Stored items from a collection
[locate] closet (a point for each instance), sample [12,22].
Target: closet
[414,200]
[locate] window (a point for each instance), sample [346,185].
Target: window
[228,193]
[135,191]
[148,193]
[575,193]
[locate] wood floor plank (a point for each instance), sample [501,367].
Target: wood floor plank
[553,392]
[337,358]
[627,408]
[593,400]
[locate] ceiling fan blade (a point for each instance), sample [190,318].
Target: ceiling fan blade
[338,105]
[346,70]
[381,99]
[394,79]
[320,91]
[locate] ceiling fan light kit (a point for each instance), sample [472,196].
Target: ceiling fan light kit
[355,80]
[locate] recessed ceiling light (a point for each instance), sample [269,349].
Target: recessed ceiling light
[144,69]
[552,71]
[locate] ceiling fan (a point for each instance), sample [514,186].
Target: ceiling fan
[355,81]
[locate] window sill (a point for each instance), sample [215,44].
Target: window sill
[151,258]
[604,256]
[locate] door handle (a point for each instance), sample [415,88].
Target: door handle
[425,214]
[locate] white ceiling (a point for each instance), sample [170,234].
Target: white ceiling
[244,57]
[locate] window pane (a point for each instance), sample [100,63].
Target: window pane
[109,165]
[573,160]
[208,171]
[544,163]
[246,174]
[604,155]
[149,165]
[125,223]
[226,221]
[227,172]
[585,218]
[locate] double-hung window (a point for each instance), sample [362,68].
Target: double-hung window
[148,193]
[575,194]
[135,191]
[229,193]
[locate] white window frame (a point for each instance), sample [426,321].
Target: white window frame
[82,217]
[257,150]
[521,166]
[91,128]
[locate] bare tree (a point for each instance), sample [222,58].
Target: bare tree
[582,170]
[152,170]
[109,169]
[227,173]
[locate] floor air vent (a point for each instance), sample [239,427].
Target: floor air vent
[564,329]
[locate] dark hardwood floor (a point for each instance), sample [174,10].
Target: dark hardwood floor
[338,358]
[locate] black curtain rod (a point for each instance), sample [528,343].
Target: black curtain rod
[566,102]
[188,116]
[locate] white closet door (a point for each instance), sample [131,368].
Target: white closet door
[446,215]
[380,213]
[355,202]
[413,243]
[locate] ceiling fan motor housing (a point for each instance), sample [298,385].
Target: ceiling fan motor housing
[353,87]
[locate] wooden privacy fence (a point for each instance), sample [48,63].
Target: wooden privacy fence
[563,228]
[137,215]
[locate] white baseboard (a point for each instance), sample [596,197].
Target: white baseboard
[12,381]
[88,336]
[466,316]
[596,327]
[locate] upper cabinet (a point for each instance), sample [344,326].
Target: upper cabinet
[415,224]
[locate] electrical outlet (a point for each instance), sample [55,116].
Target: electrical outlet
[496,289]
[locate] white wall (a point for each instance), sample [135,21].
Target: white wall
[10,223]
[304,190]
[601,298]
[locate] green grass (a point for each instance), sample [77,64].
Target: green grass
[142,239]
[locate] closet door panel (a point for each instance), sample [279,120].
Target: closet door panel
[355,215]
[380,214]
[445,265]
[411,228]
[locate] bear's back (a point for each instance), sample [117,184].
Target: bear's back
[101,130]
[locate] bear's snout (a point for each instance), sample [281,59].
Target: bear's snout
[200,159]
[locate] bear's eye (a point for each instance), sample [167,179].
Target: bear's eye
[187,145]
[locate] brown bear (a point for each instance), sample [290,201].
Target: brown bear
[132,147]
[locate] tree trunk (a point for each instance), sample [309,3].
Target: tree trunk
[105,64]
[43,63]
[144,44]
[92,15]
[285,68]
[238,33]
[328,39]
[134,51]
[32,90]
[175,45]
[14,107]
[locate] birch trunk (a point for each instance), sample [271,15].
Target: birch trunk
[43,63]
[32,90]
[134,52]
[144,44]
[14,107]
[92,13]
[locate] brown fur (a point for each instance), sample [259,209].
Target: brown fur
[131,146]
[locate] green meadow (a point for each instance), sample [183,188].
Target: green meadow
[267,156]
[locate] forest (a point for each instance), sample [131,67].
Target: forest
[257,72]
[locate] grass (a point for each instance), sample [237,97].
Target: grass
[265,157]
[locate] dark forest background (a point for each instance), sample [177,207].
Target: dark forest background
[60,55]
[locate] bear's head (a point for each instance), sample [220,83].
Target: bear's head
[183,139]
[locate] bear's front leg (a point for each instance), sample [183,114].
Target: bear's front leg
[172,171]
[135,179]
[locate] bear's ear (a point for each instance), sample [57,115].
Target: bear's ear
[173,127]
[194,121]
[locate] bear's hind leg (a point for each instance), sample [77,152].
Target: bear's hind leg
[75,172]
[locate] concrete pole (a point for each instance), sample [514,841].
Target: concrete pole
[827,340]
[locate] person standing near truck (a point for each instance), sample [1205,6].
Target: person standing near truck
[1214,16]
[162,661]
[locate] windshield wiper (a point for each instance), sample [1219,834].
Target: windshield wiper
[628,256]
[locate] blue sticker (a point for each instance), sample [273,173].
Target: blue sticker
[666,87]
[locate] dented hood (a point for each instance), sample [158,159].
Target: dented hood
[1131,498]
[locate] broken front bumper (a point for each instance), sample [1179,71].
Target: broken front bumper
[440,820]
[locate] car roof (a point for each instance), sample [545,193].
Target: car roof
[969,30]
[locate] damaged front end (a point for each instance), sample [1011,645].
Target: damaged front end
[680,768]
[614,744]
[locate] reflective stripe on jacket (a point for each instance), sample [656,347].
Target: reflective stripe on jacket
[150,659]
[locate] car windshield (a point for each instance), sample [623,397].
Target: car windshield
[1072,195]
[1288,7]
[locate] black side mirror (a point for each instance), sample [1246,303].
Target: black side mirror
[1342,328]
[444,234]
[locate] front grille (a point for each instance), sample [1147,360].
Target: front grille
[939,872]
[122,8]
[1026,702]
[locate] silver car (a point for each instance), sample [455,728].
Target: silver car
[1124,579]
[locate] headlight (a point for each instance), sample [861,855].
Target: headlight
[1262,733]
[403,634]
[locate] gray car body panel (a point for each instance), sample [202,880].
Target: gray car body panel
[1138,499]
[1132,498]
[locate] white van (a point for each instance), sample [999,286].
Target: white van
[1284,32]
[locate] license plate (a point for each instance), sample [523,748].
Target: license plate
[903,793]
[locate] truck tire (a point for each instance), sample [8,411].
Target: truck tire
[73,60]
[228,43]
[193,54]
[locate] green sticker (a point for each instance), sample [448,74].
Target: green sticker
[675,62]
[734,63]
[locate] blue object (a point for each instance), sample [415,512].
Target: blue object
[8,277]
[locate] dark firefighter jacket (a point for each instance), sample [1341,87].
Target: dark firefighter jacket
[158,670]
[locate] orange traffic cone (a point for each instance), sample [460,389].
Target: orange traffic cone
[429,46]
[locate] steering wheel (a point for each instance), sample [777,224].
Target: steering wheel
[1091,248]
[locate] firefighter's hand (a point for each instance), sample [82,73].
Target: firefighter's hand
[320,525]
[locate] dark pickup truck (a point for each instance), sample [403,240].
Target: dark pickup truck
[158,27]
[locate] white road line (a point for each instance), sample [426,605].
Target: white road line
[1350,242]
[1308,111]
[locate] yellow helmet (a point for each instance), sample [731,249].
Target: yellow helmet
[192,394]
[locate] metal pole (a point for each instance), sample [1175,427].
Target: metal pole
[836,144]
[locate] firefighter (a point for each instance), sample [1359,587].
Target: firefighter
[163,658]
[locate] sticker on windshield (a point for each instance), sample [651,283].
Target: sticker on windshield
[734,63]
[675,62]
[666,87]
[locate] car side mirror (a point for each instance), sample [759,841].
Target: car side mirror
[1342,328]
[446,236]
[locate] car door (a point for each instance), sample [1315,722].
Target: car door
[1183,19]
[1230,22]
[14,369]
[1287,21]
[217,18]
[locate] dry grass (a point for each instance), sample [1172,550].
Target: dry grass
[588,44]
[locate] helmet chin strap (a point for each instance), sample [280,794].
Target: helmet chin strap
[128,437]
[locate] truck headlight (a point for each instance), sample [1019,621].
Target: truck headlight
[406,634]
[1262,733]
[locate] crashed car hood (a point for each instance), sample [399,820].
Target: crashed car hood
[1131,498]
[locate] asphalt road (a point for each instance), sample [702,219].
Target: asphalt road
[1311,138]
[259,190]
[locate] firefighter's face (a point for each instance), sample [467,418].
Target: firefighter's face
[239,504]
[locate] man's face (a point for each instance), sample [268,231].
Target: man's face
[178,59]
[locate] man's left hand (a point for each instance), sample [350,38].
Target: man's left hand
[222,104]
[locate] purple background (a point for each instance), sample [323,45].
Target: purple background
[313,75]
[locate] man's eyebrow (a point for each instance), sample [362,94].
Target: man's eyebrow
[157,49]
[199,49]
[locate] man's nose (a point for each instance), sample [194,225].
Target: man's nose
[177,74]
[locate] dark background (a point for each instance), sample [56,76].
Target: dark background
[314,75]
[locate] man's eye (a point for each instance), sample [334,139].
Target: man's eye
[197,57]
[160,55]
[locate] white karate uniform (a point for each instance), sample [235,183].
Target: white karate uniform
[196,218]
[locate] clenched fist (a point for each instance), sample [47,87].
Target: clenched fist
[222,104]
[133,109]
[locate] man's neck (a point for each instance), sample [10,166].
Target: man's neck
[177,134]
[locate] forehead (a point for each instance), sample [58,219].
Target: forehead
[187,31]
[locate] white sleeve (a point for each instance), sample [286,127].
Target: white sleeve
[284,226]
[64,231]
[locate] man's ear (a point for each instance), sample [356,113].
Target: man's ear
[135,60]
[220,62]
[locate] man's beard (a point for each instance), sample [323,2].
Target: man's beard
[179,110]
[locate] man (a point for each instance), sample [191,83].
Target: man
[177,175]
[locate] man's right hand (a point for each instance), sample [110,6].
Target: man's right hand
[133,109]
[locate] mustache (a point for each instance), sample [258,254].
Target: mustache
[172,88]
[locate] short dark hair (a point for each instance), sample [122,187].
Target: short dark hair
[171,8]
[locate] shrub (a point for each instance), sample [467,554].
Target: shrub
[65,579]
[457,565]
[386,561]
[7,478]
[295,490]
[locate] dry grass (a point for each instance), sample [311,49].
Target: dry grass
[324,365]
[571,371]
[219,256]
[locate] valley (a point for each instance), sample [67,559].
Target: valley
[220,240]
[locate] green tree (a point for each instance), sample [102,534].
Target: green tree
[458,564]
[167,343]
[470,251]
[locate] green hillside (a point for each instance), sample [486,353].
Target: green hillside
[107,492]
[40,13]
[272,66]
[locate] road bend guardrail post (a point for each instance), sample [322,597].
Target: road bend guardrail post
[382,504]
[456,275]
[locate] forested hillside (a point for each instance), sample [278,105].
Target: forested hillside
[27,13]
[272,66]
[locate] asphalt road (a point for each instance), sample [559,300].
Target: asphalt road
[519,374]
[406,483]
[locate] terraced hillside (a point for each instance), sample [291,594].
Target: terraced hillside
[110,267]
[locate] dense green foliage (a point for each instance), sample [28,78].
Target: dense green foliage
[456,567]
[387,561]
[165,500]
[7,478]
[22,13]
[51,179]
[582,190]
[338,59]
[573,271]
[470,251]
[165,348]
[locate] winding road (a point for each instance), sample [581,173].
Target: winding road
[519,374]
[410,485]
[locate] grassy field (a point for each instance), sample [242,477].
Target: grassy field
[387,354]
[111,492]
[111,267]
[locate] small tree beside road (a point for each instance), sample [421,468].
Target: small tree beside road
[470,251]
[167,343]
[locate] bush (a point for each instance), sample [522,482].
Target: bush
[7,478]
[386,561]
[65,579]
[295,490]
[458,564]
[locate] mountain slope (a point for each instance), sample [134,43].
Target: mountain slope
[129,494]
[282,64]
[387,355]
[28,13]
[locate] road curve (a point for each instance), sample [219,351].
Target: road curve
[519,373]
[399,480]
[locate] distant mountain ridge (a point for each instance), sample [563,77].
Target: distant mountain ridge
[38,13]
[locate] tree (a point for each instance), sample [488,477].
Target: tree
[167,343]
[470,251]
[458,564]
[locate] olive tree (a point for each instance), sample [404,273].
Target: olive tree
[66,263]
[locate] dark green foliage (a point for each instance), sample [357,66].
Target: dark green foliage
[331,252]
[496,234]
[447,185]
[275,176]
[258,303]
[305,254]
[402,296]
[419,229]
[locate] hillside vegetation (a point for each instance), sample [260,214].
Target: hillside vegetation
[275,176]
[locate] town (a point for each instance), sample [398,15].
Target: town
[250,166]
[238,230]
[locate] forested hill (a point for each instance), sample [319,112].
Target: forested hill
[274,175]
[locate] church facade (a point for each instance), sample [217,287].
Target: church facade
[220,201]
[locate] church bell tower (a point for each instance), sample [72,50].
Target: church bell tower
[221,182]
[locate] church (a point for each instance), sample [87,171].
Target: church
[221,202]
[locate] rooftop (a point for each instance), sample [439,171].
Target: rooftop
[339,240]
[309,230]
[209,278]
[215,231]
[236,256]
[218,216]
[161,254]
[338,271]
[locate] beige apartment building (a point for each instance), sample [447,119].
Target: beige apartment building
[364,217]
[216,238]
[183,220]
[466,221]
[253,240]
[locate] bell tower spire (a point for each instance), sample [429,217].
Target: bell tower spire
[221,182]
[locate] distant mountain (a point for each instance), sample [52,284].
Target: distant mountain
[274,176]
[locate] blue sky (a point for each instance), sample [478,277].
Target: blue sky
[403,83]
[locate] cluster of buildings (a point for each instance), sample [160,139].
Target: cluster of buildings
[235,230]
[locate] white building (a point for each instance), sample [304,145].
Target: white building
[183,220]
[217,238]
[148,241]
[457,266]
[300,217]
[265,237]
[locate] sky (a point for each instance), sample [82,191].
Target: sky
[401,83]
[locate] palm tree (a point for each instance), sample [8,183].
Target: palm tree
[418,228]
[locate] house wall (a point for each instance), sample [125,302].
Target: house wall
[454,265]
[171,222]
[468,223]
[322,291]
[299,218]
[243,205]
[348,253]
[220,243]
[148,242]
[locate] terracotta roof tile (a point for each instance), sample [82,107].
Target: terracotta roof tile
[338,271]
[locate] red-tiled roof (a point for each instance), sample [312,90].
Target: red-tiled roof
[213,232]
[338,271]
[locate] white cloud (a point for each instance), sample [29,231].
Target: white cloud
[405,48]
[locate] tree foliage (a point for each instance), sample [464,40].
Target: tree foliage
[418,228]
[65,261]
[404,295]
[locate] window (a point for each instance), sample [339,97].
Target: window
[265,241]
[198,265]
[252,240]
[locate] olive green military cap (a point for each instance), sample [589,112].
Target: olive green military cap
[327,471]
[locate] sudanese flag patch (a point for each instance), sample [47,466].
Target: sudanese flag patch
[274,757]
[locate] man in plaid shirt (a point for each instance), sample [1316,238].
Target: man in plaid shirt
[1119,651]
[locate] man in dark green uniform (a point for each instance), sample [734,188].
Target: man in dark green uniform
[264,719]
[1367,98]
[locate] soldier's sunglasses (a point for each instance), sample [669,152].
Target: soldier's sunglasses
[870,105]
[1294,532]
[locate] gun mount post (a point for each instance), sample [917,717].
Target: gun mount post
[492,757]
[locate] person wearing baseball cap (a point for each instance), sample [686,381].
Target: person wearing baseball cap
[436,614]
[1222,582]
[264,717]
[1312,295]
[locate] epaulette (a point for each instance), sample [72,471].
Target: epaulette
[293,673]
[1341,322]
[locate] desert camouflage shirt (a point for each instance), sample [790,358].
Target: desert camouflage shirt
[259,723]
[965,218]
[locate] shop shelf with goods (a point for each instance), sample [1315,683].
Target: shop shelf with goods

#### THE TASK
Beginning at the line that holds "[locate] terracotta roof", write out word for word each line through the end of the records.

#### ANSWER IN FULL
[locate] terracotta roof tile (a point for each instance), sample [82,107].
Target: terracotta roof tile
[338,271]
[locate] red-tiled roof (a point for each instance), sample [312,90].
Target: red-tiled roof
[213,232]
[338,271]
[locate] white cloud (a point for each instance), sample [29,231].
Target: white cloud
[405,48]
[locate] tree foliage (a point for each instance), sample [464,40].
Target: tree foliage
[418,228]
[65,261]
[404,295]
[locate] window (a point for each instance), sample [339,97].
Target: window
[265,241]
[198,265]
[252,240]
[locate] olive green military cap (a point for each instance), sample [589,112].
Target: olive green military cap
[327,471]
[locate] sudanese flag patch (a point for each instance), sample [47,466].
Target: sudanese flag patch
[274,757]
[locate] man in plaid shirt (a point for each instance), sample [1316,238].
Target: man in plaid shirt
[1119,651]
[locate] man in dark green uniform (a point for each instance), sample [734,188].
Target: man in dark green uniform
[264,719]
[1367,98]
[locate] soldier's sunglasses (a point for each instance), sample [669,152].
Target: soldier's sunglasses
[870,105]
[1294,532]
[locate] gun mount post (a point for each instance), sample [917,717].
Target: gun mount post
[492,757]
[locate] person wearing baseball cap (a point for each instance), sample [686,381].
Target: person wearing baseball cap
[436,614]
[1222,582]
[264,717]
[1312,295]
[locate] epaulette (a point for each instance), sample [72,471].
Target: epaulette
[293,673]
[1341,322]
[locate] desert camouflage shirt (a point for each instance), sample [790,358].
Target: desert camouflage shirt
[259,723]
[965,218]
[locate] shop shelf with goods (a point for each instance), sample [1315,683].
Target: shop shelf with goods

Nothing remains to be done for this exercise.